> What to work on
Make an exact copy of every entry.

> Given information
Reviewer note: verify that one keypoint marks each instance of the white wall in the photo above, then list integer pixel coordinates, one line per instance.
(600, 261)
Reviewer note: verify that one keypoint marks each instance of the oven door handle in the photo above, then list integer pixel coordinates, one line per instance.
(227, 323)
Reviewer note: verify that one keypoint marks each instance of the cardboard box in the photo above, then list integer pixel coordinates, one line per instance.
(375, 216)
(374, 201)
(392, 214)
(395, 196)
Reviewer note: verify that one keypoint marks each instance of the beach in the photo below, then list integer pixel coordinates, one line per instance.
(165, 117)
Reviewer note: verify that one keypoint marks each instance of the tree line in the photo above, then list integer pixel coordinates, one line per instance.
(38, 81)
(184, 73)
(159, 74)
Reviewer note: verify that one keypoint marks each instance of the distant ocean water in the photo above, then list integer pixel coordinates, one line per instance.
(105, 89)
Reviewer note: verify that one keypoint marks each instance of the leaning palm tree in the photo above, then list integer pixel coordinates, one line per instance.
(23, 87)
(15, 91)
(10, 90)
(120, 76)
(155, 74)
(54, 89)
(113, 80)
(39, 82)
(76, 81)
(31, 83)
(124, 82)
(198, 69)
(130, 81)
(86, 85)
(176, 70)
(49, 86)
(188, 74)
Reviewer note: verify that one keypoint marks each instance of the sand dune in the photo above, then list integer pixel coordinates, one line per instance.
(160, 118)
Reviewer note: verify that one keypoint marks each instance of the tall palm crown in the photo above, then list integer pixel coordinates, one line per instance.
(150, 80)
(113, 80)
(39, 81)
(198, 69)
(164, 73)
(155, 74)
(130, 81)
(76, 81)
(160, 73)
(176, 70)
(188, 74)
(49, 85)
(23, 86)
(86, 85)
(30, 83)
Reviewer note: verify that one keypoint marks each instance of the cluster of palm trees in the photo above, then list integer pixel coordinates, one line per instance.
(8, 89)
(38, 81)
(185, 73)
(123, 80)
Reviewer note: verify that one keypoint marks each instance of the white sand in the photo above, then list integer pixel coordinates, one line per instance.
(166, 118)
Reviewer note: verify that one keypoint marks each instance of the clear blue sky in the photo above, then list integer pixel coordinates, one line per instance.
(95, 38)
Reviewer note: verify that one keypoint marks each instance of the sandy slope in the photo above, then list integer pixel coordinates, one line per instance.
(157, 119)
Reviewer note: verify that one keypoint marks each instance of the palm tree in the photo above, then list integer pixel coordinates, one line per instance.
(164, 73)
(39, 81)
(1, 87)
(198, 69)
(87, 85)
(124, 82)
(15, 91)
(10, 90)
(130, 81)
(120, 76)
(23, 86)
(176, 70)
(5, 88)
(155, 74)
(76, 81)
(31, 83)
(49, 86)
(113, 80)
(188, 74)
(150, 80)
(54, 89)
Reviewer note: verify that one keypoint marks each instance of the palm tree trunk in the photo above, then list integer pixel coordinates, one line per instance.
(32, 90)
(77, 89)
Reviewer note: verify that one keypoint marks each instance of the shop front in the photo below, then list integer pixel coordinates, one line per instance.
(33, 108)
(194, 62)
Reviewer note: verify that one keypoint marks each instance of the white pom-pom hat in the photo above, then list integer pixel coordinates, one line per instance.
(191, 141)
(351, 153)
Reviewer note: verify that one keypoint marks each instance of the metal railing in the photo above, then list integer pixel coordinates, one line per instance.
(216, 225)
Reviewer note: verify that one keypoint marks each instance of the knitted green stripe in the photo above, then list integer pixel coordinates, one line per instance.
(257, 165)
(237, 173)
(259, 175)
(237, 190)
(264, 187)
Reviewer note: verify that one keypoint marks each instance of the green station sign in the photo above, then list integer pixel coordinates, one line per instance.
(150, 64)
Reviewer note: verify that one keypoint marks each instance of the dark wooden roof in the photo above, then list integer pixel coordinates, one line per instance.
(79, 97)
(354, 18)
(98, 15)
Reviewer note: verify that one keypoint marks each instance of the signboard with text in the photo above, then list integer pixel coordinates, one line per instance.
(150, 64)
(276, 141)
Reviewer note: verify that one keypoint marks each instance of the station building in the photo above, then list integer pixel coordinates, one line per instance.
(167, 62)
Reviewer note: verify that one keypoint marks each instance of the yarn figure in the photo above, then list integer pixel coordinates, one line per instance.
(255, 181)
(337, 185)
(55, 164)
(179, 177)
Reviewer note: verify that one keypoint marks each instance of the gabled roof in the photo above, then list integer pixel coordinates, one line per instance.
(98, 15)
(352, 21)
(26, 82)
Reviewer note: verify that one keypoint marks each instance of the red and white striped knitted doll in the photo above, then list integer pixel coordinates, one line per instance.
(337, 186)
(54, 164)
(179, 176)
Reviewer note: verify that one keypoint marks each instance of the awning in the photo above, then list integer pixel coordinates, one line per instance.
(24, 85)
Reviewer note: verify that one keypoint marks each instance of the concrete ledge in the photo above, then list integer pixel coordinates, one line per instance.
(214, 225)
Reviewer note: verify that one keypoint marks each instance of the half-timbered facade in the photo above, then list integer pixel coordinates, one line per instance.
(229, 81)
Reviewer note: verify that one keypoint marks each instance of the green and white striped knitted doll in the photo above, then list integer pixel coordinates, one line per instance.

> Solution for this task
Reviewer note: verify that one keypoint marks each instance of the white wall in the photo above, then list integer pixel coordinates, one line per instance.
(600, 261)
Reviewer note: verify that one keypoint marks each instance of the oven door handle in the photo above, then list integer pixel coordinates, one line per instance.
(227, 323)
Reviewer note: verify that one keypoint marks each instance of the cardboard box in the photo above, then list integer pixel coordinates, one line per instance.
(375, 216)
(374, 201)
(392, 214)
(395, 196)
Reviewer note: verify that one keypoint marks each instance of the beach in the photo below, then list integer pixel coordinates, one line per instance.
(165, 117)
Reviewer note: verify that one keypoint marks each instance of the tree line in the photo above, then list integer pixel coordinates, one line per instance.
(38, 81)
(184, 73)
(159, 74)
Reviewer note: verify that one keypoint marks each instance of the distant ocean water in the photo above, then list integer pixel coordinates, one line per instance.
(105, 89)
Reviewer note: verify that one keypoint marks each instance of the leaning palm tree in the photo above, then list integer pixel coordinates, one line per instance.
(23, 87)
(15, 91)
(10, 90)
(120, 76)
(155, 74)
(54, 89)
(113, 80)
(39, 82)
(76, 81)
(31, 83)
(124, 82)
(198, 69)
(130, 81)
(86, 85)
(176, 70)
(49, 86)
(188, 74)
Reviewer note: verify that one keypoint marks each instance of the sand dune in the photo above, then list integer pixel coordinates, one line per instance.
(160, 118)
Reviewer note: verify that one keypoint marks each instance of the tall palm crown in the photo above, then list integer pixel coordinates, one line per instance.
(150, 80)
(113, 80)
(39, 81)
(198, 69)
(164, 73)
(155, 74)
(130, 81)
(76, 81)
(160, 73)
(176, 70)
(188, 74)
(49, 85)
(23, 86)
(86, 85)
(30, 83)
Reviewer note: verify that one keypoint marks each instance of the cluster of palm trees in the photo above, then list integer pixel coordinates, one line per instance.
(8, 89)
(38, 81)
(185, 73)
(123, 80)
Reviewer note: verify that one keypoint marks each instance of the white sand in the photo above, then list integer pixel coordinates, one line per instance.
(166, 118)
Reviewer note: verify that one keypoint marks each instance of the clear blue sky in the photo above, then list integer pixel coordinates, one line per instance.
(95, 38)
Reviewer note: verify that one keypoint marks each instance of the sandy slope in the photo above, then list integer pixel coordinates, one line per instance.
(157, 119)
Reviewer note: verify that one keypoint marks each instance of the palm tree in the photo above, then list integer pixel coordinates, one line per instance.
(164, 73)
(39, 81)
(1, 87)
(198, 69)
(87, 85)
(124, 82)
(15, 91)
(10, 90)
(130, 81)
(120, 76)
(23, 86)
(176, 70)
(5, 88)
(155, 74)
(76, 81)
(31, 83)
(49, 86)
(113, 80)
(188, 74)
(150, 80)
(54, 89)
Reviewer note: verify that one keypoint marks each instance of the palm tree trunk in the photo above, then list integer pixel coordinates, one line per instance.
(32, 90)
(77, 89)
Reviewer note: verify that one keypoint marks each instance of the shop front in the photo below, then list integer pixel coordinates, one line per instance.
(33, 108)
(194, 62)
Reviewer note: verify that one keypoint marks each instance of the white pom-pom hat in the photo above, then list integer pixel coordinates, one line per instance.
(191, 141)
(351, 153)
Reviewer note: verify that one keypoint marks each instance of the metal railing in the photo above, then list integer pixel coordinates, one line per instance.
(216, 225)
Reviewer note: verify that one keypoint marks each instance of the knitted green stripe in the photo above, then list integer pixel coordinates, one line per instance.
(257, 165)
(237, 173)
(259, 175)
(237, 190)
(264, 187)
Reviewer note: verify that one keypoint marks each instance of the green station sign in the photo above, then list integer pixel coordinates, one line per instance.
(150, 64)
Reviewer note: verify that one keypoint marks each instance of the dark wooden roof in the photo above, then list integer pixel coordinates, one line per instance.
(79, 97)
(354, 18)
(98, 15)
Reviewer note: verify that one keypoint marks each instance of the signboard with text in the photo above, then list integer pixel coordinates, one line per instance.
(150, 64)
(276, 141)
Reviewer note: verify that one keypoint marks each instance of the station building in the photo above, then list integer pixel coordinates, one line per instance.
(167, 62)
Reviewer note: verify that one keypoint marks each instance of the yarn figure in the photo above, then list integer pixel coordinates, one line per instance.
(255, 181)
(337, 185)
(55, 164)
(179, 177)
Reviewer note: verify that one keypoint marks each instance of the gabled roof in the photo above, then list integer pixel coordinates, one line per instance.
(98, 15)
(352, 21)
(26, 82)
Reviewer note: verify that one keypoint marks each instance of the red and white striped knitted doll in the photo above, then list integer pixel coordinates, one line per instance.
(337, 186)
(54, 164)
(179, 176)
Reviewer note: verify that one keypoint marks each instance of the awning in the photo above, then list integer pixel coordinates, one line per instance.
(24, 85)
Reviewer note: verify that one keypoint marks each instance of the concrete ledge in the photo above, then list integer pixel coordinates, one line per instance.
(214, 225)
Reviewer note: verify that one keypoint marks each instance of the half-timbered facade in the photo above, then list integer pixel coordinates, one line per instance.
(229, 81)
Reviewer note: verify that one keypoint marks each instance of the green and white striped knitted doll in the photo above, then list integer pixel coordinates, one line per instance.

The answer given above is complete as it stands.